# Text block:
Frame-type adaptive coding aims to achieve adaptive coding according to the reference types of B-frames. In traditional codecs, the reference B-frames are usually coded at higher quality than the non-reference B-frames by operating the same B-frame codec in different modes. Following a similar strategy, we weight more heavily the distortions of the reference B-frames and B*-frames during training and introduces a frame-type adaptation (FA), as shown in figure (b).
We propose B*-frames, which reuse our CANF-based B-frame codec to mimic P-frame coding that allows to support multiple GOPs in an intraperiod, as shown in figure above. Our ablation experiments in Section IV-D (paper) show that B*-frames have similar compression performance to P-frames, which require an additional, separate P-frame codec.
The figure presents the rate-distortion plots on UVG, MCL-JCV, HEVC Class B and CLIC'22 test dataset in terms of PSNR-RGB and MS-SSIM-RGB.
When comparing our B-CANF with our previosu work, CANF-VC and the state-of-the-art B-frame codec, LHBDC,
we observe that B-CANF surpasses them in terms of both PSNR-RGB and MS-SSIM-RGB across all the test datasets.

Mask labeling examples
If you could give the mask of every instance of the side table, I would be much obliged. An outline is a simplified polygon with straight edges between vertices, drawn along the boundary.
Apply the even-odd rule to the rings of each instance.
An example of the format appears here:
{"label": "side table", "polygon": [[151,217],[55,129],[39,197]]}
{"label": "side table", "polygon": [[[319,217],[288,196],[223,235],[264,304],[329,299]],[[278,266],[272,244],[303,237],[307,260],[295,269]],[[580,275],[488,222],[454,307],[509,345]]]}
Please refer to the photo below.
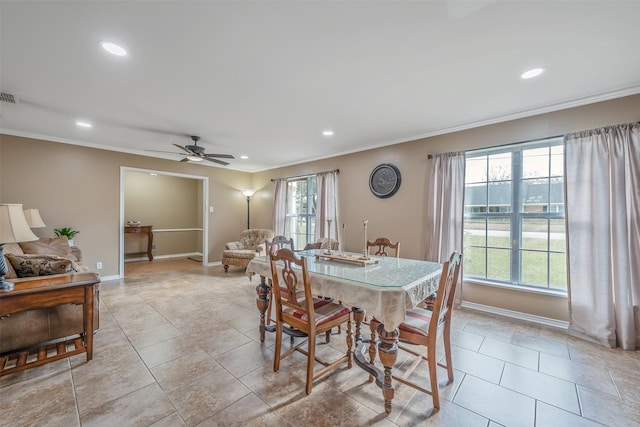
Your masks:
{"label": "side table", "polygon": [[57,274],[18,279],[12,291],[0,292],[0,321],[4,316],[37,308],[61,304],[83,306],[83,332],[79,336],[0,354],[0,376],[76,354],[86,353],[87,362],[90,361],[93,358],[93,299],[98,283],[100,279],[95,273]]}
{"label": "side table", "polygon": [[149,261],[153,261],[153,225],[125,225],[125,233],[146,233],[147,234],[147,256]]}

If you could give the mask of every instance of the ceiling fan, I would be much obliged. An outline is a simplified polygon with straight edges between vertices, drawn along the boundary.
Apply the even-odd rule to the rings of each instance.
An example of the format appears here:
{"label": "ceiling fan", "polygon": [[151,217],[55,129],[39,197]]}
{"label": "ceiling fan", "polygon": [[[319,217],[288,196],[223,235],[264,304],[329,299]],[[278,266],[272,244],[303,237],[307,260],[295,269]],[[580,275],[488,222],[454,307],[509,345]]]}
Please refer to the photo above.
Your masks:
{"label": "ceiling fan", "polygon": [[[157,150],[147,150],[147,151],[155,151],[157,153],[170,153],[170,154],[181,154],[184,155],[184,159],[180,160],[181,162],[188,162],[188,161],[192,161],[192,162],[201,162],[203,160],[208,160],[210,162],[213,163],[218,163],[220,165],[228,165],[228,162],[225,162],[223,160],[218,160],[217,158],[220,159],[235,159],[235,157],[233,157],[231,154],[209,154],[209,153],[205,153],[204,148],[200,147],[198,145],[198,141],[200,141],[200,137],[199,136],[195,136],[192,135],[191,139],[193,140],[193,145],[178,145],[178,144],[173,144],[176,147],[180,148],[181,150],[184,151],[184,153],[175,153],[172,151],[157,151]],[[217,157],[217,158],[216,158]]]}

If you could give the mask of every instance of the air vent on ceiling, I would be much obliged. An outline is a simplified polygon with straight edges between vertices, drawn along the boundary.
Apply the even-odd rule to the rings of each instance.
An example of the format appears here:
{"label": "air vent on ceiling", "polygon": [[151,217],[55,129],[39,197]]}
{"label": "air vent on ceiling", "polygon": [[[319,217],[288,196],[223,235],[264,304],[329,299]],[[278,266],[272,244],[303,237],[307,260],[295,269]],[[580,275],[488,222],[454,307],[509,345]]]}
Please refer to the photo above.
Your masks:
{"label": "air vent on ceiling", "polygon": [[8,102],[9,104],[18,103],[18,99],[15,96],[11,95],[10,93],[4,93],[4,92],[0,93],[0,101]]}

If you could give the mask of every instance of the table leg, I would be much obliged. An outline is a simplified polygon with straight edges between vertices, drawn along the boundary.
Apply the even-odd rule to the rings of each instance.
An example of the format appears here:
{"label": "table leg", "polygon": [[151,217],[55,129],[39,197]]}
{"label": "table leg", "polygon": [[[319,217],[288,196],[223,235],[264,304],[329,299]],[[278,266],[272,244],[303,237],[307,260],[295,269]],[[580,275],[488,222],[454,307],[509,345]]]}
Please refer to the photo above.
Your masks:
{"label": "table leg", "polygon": [[384,325],[378,327],[378,356],[384,366],[384,383],[382,385],[382,395],[384,396],[384,411],[388,414],[391,412],[391,401],[393,400],[393,384],[391,382],[393,365],[398,359],[398,336],[400,331],[394,329],[387,331]]}
{"label": "table leg", "polygon": [[153,261],[153,231],[149,230],[149,240],[147,242],[147,256],[149,261]]}
{"label": "table leg", "polygon": [[260,311],[260,342],[264,342],[264,333],[266,330],[264,319],[267,308],[269,308],[270,289],[269,285],[267,285],[266,278],[264,276],[260,276],[260,284],[256,286],[256,293],[258,294],[256,305]]}
{"label": "table leg", "polygon": [[87,350],[87,362],[93,359],[93,298],[95,291],[95,285],[85,286],[84,288],[82,320],[84,324],[84,343]]}

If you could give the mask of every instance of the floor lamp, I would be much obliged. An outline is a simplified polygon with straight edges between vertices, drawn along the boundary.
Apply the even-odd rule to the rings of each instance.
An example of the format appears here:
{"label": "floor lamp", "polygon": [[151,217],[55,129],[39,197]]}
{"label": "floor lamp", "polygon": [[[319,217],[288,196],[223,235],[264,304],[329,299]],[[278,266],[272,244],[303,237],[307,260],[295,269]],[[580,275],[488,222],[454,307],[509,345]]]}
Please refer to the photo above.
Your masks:
{"label": "floor lamp", "polygon": [[251,196],[253,196],[255,194],[256,190],[252,190],[250,188],[246,189],[246,190],[242,190],[242,194],[244,194],[245,196],[247,196],[247,230],[250,229],[250,225],[251,225],[251,221],[250,221],[250,216],[249,216],[249,205],[251,204]]}

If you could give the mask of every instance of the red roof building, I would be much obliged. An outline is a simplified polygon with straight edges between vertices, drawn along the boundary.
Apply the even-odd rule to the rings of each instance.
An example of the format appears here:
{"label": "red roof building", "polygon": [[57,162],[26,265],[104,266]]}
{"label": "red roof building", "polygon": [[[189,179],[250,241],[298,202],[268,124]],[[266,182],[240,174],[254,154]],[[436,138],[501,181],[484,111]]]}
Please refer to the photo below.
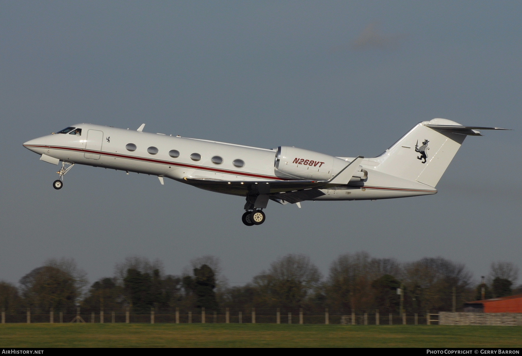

# What is asked:
• A. In the passage on B-frame coding, what do B*-frames reuse in order to mimic P-frame coding?
• B. Reproduce the passage on B-frame coding starting at "Frame-type adaptive coding" and ending at "separate P-frame codec.".

# Solution set:
• A. They reuse the CANF-based B-frame codec.

• B.
Frame-type adaptive coding aims to achieve adaptive coding according to the reference types of B-frames. In traditional codecs, the reference B-frames are usually coded at higher quality than the non-reference B-frames by operating the same B-frame codec in different modes. Following a similar strategy, we weight more heavily the distortions of the reference B-frames and B*-frames during training and introduces a frame-type adaptation (FA), as shown in figure (b).
We propose B*-frames, which reuse our CANF-based B-frame codec to mimic P-frame coding that allows to support multiple GOPs in an intraperiod, as shown in figure above. Our ablation experiments in Section IV-D (paper) show that B*-frames have similar compression performance to P-frames, which require an additional, separate P-frame codec.